[BEGIN PROVIDED MATERIAL]

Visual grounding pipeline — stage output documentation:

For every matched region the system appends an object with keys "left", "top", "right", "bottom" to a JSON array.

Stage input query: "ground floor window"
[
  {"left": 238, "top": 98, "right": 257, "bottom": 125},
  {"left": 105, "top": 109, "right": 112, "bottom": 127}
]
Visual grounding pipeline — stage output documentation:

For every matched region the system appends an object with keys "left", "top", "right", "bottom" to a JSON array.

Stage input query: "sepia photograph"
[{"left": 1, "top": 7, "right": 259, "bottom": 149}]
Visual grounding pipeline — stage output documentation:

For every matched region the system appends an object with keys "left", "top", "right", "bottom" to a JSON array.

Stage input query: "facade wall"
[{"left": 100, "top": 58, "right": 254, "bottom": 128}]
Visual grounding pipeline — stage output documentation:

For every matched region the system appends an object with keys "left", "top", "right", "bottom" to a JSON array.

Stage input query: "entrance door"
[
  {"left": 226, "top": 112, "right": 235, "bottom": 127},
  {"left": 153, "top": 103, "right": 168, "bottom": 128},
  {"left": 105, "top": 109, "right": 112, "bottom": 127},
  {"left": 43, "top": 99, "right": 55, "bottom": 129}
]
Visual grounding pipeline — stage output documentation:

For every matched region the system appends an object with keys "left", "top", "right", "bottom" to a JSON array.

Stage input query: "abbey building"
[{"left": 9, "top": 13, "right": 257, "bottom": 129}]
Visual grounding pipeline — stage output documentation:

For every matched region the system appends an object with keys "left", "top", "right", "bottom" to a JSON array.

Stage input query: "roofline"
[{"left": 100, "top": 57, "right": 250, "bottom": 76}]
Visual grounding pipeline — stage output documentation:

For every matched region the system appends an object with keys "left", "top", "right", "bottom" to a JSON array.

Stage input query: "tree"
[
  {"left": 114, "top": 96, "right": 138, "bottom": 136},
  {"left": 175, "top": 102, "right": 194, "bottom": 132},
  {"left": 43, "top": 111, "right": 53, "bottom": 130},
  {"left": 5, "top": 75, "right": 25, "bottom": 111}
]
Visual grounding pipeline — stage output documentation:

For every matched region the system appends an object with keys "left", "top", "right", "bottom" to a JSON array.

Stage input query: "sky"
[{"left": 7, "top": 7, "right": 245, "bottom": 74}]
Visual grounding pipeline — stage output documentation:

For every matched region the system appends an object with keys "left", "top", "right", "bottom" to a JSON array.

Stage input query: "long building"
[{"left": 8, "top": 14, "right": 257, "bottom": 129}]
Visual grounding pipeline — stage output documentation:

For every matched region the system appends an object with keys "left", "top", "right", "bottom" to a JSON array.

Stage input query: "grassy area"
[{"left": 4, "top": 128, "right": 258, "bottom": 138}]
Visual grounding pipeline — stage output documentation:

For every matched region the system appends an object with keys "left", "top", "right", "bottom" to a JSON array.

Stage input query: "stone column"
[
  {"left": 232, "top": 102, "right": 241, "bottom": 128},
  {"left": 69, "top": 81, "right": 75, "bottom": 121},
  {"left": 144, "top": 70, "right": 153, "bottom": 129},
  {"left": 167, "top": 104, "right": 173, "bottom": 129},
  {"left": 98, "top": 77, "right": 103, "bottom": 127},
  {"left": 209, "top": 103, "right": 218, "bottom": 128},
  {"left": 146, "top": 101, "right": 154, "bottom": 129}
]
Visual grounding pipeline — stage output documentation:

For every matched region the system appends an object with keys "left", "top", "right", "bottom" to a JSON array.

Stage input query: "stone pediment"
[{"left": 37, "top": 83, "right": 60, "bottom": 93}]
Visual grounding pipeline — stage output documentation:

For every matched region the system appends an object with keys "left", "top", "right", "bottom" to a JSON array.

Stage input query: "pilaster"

[END PROVIDED MATERIAL]

Pull out every line above that contains the string "stone". Matching is case-sensitive.

Stage input query: "stone column"
Stage input query: "stone pediment"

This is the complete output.